── BEREITGESTELLTE EINTRÄGE

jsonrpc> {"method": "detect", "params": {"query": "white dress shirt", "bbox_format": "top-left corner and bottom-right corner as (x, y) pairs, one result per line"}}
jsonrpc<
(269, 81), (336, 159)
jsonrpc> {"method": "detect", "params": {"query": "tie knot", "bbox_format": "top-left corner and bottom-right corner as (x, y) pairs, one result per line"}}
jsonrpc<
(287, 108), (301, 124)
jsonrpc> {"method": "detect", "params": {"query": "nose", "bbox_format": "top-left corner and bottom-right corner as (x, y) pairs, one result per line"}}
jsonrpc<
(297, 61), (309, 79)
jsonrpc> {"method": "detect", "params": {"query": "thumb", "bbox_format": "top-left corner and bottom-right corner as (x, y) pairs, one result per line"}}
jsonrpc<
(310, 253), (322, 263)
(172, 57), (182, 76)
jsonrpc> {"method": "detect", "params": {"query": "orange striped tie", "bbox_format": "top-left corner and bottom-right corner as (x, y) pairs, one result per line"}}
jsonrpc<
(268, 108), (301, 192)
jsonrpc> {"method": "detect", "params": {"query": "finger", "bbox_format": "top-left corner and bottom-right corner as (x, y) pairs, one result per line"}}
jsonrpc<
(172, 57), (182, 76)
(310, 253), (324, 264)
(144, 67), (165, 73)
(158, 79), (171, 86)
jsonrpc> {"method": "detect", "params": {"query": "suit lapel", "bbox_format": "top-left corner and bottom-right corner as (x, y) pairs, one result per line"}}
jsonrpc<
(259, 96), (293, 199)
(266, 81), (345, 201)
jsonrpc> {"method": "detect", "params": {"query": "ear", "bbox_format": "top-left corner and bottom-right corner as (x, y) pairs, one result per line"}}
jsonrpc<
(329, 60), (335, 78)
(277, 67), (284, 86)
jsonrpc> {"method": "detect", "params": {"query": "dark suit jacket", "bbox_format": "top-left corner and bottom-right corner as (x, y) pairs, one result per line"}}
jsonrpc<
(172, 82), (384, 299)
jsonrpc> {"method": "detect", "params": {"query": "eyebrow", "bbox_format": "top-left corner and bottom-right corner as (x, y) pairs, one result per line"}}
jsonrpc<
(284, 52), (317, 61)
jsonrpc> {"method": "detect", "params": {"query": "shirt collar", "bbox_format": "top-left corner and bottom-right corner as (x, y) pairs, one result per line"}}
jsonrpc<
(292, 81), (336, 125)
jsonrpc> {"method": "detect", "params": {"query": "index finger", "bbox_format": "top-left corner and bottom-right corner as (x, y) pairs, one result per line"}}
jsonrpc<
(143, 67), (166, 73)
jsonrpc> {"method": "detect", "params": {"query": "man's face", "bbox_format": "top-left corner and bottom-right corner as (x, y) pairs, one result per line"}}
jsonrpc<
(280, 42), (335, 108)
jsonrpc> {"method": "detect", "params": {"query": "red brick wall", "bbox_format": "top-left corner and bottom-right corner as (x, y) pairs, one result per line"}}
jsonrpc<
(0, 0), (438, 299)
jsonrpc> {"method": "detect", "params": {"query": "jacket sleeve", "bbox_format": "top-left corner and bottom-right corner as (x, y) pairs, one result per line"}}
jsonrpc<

────

→ AUFGABENDETAILS
Überführe alles vom Anfang der Einträge oben bis hinunter zur Zeile mit "(269, 81), (336, 159)", diese eingeschlossen, in eine JSON-Liste von Zeichenketten. Jede Zeile wird ein eigener String, Leerzeilen entfallen.

→ AUSGEARBEITETE LÖSUNG
[
  "jsonrpc> {\"method\": \"detect\", \"params\": {\"query\": \"white dress shirt\", \"bbox_format\": \"top-left corner and bottom-right corner as (x, y) pairs, one result per line\"}}",
  "jsonrpc<",
  "(269, 81), (336, 159)"
]